%%
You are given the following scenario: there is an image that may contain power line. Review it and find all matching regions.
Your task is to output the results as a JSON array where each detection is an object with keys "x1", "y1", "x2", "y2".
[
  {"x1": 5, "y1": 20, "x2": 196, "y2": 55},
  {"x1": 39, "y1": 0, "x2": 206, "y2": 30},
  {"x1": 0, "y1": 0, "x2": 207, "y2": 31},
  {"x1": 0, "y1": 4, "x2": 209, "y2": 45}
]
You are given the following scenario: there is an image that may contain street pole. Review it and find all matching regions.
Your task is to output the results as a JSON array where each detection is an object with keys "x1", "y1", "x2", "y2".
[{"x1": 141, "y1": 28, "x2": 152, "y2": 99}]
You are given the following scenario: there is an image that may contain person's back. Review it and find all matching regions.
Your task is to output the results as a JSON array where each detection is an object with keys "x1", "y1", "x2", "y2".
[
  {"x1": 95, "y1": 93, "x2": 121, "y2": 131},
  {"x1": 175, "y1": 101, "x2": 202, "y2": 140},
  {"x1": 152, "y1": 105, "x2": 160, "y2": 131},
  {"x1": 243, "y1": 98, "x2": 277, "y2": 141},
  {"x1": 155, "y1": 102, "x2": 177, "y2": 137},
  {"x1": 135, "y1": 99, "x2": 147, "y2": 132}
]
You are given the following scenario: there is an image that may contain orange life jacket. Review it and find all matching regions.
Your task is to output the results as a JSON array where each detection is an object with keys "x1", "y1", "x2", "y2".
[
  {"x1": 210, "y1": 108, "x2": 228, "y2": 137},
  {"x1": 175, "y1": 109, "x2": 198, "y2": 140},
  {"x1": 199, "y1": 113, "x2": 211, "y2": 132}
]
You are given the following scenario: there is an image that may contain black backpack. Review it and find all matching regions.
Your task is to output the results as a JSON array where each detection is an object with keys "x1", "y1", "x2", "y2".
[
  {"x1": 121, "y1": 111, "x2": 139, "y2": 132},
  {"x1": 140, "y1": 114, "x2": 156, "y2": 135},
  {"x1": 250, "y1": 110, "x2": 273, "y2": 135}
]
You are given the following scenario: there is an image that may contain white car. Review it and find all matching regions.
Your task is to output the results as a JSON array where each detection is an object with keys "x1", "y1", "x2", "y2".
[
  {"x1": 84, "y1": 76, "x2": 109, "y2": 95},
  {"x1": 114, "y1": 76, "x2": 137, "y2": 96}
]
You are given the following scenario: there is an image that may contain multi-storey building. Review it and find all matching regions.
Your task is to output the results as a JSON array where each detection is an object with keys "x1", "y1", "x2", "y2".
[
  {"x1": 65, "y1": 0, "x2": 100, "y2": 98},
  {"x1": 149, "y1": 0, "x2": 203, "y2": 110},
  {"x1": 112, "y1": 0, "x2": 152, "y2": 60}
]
%%
_STATED GOAL_
Reproduce the rows verbatim, from the line containing "car. Review it and find all matching regions." through the final line of the rows, including both of those lines.

_COMPLETED EXERCISE_
You are given the following scenario: there is an image that may contain white car. Review it and find all matching regions.
Your task is to output the results as a JSON array where each detection is an object with keys "x1", "y1", "x2", "y2".
[
  {"x1": 84, "y1": 76, "x2": 109, "y2": 95},
  {"x1": 114, "y1": 76, "x2": 137, "y2": 96}
]
You are given the following scenario: there is an image that may contain multi-storey building. Review it and find all matching regions.
Your task is to output the results as a JSON array where each detection is an object with keys "x1", "y1", "x2", "y2".
[
  {"x1": 65, "y1": 0, "x2": 100, "y2": 98},
  {"x1": 149, "y1": 0, "x2": 203, "y2": 110},
  {"x1": 112, "y1": 0, "x2": 152, "y2": 60}
]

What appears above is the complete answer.